** Opening Given text block **

British actress (1909–1967)

Elspeth Duxbury (23 April 1909 – 10 March 1967) was a British actress.

Born in Mhow, British India, she was known primarily for working in theatre, she had one television role in 1938 but did not make her big screen debut until 1960 in the Terry-Thomas hit comedy Make Mine Mink.

She followed this with a role on Alfred Hitchcock Presents the following year in the episode "I Spy". Concentrating more on theatre, she had two further television roles, one a biography of Alexander Graham Bell and the other in the twice weekly BBC comedy drama series Swizzlewick.

In 1966, she appeared in two films, including the fourth St Trinian's film, The Great St Trinian's Train Robbery.

Her final screen role (and one she had performed on stage) was a televised version of the well known farce Big Bad Mouse with Eric Sykes and Jimmy Edwards.

** Closing Given text block **
** Opening Excerpted records block **

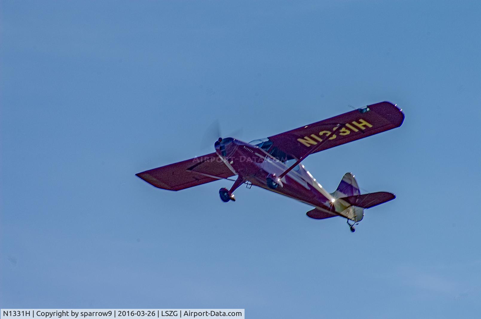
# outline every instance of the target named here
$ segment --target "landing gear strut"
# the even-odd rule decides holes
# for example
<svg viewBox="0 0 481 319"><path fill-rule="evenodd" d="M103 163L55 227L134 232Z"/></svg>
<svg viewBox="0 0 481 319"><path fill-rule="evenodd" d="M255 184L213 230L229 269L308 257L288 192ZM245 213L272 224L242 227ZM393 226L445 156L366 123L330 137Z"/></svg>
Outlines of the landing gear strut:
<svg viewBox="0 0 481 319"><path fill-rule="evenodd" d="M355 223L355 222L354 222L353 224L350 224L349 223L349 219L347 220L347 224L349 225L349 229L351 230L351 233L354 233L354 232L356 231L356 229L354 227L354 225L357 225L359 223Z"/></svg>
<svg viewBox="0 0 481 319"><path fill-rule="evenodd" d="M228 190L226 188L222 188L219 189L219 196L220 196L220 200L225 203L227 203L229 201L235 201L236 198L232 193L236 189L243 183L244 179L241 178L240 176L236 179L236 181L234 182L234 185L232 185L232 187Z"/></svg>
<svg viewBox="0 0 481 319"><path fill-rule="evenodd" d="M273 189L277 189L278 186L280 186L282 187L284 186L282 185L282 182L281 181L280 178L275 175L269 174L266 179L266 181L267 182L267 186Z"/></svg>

** Closing Excerpted records block **

Task set.
A) Render this sentence from the text on Elspeth Duxbury in Spanish: "In 1966, she appeared in two films, including the fourth St Trinian's film, The Great St Trinian's Train Robbery."
B) Please retype the part of the text on Elspeth Duxbury between "Her final screen" and "and Jimmy Edwards.", inclusive.
The listing has no connection to the text on Elspeth Duxbury.

Task-by-task results.
A) En 1966, apareció en dos películas, entre ellas la cuarta película de St Trinian's, The Great St Trinian's Train Robbery.

B)
Her final screen role (and one she had performed on stage) was a televised version of the well known farce Big Bad Mouse with Eric Sykes and Jimmy Edwards.